Return the entries verbatim and drop every picture.

Dataset entries:
--
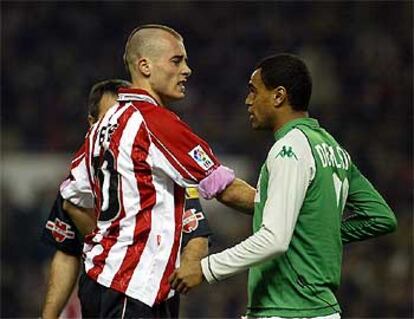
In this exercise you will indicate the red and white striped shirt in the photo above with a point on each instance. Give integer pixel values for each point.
(133, 169)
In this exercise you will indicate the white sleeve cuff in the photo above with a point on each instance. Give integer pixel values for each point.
(206, 268)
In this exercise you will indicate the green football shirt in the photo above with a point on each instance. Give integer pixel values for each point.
(295, 252)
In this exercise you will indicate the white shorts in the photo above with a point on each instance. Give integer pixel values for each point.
(333, 316)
--
**THE COMPLETED TASK:**
In this exercise you will indicate the red and white striped shirt in the photo above with a point on each instance. Give integer pixel values for each point.
(133, 169)
In this exercise you will indicate the white sleeve cuff in the photo above with a point on each instance. Give integer pixel values for each point.
(206, 268)
In this exercise you will indicate the green football shirt in the photo above with a point on each instance. Give integer pixel values for each point.
(295, 252)
In this exercise you will indicate the white shorts in the photo above with a point on each instance. Give integer pixel values for each point.
(333, 316)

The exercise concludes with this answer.